===== LISTED ENTRIES =====

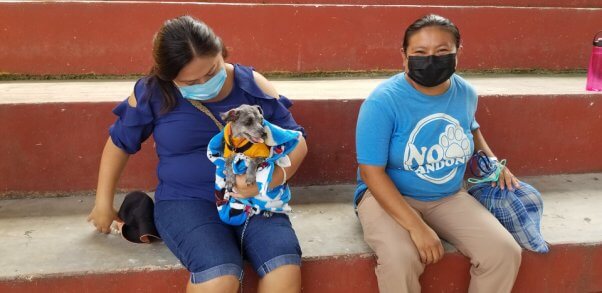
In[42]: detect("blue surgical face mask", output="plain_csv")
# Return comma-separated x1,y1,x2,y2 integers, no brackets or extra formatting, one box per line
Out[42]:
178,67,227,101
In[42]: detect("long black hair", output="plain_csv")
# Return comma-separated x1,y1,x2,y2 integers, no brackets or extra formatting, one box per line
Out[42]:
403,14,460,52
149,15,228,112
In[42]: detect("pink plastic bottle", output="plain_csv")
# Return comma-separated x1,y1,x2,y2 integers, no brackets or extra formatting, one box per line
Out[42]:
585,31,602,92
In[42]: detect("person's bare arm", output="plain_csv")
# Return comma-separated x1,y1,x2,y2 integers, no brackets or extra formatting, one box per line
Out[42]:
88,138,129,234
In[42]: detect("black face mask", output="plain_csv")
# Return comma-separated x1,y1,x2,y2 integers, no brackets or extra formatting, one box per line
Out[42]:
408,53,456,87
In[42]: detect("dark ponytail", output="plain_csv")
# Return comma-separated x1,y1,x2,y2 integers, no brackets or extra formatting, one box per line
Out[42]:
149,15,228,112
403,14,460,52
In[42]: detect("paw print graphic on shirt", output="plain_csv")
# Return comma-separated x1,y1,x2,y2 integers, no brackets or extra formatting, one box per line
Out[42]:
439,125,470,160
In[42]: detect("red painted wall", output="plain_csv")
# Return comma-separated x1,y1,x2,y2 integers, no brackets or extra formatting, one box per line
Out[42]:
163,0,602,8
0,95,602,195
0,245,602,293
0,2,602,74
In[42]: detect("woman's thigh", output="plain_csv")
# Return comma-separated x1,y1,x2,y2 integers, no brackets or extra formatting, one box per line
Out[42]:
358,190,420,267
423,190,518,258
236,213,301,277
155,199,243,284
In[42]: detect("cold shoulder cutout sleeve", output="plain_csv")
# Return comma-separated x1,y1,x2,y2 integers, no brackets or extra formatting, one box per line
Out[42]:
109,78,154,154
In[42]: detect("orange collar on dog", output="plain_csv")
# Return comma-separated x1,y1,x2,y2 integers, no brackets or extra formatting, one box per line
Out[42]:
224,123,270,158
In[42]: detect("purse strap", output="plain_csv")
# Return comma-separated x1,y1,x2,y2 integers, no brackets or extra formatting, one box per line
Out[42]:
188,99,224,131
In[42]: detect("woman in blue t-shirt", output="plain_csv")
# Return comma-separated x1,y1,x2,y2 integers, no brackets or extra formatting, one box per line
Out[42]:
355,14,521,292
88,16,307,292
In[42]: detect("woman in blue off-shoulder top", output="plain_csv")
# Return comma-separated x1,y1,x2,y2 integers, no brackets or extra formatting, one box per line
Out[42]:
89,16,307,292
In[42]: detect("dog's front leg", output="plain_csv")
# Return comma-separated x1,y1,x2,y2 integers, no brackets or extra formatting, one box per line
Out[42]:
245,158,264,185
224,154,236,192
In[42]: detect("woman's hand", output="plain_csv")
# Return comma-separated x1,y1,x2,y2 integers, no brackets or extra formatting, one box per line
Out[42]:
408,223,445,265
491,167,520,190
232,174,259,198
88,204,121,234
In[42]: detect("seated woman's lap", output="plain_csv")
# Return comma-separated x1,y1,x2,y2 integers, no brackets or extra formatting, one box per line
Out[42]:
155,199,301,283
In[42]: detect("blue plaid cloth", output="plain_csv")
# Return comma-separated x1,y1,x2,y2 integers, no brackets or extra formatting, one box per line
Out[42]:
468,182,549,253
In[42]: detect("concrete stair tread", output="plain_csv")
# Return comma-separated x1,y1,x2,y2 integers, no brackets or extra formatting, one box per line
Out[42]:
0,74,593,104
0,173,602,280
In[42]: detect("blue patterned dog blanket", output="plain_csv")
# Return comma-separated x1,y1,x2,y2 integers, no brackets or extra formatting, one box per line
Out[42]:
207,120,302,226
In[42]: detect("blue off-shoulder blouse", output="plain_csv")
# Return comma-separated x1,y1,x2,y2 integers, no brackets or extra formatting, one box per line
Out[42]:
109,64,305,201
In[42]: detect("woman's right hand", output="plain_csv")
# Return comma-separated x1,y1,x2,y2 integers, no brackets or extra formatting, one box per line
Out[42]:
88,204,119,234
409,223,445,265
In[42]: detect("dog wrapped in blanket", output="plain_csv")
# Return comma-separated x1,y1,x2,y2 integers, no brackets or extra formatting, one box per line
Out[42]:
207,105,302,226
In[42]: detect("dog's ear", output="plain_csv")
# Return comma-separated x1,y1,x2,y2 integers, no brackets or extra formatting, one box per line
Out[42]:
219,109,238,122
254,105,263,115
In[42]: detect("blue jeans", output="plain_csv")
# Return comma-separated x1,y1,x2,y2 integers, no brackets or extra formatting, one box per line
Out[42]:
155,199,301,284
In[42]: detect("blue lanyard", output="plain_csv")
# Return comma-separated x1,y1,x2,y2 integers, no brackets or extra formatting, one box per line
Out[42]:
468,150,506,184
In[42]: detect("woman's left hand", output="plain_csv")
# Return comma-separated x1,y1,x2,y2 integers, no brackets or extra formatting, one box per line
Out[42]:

=====
===== LISTED ENTRIES =====

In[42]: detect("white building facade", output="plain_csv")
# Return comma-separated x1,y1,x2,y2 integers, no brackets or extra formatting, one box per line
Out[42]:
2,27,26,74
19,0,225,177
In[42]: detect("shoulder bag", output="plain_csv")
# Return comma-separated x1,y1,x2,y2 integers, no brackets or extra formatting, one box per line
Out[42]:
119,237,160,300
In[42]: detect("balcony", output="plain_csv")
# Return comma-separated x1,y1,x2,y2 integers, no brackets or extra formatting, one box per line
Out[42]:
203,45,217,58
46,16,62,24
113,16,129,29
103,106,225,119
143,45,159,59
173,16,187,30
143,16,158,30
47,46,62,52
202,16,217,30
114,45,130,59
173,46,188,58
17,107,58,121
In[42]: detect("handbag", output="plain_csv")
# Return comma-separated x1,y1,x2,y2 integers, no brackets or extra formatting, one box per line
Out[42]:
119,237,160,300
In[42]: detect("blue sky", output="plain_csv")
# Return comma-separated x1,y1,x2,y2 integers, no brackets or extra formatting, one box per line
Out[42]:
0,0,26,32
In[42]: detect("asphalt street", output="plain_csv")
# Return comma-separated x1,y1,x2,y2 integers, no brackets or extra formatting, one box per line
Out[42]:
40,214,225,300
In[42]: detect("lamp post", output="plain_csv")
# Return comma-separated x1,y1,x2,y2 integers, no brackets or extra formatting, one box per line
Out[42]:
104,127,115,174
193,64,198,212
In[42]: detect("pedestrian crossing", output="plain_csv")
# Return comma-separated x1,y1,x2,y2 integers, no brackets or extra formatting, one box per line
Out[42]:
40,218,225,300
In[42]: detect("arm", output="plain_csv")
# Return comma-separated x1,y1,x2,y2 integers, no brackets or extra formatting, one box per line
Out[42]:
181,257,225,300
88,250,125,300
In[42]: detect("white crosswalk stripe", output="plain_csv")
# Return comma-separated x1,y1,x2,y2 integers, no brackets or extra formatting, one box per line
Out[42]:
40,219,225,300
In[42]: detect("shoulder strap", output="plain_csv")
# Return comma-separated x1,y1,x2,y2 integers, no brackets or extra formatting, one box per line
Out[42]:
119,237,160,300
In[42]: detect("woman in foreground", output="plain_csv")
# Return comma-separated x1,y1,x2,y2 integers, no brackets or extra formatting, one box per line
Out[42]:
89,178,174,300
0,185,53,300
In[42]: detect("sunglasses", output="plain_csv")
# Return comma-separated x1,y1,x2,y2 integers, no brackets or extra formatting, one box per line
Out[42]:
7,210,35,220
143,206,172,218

=====

- **DIRECTIONS FOR THIS TASK**: Count the lines in the records that contain the word "blue", with case taken into account, and reply with only that number.

- **EXPECTED ANSWER**: 9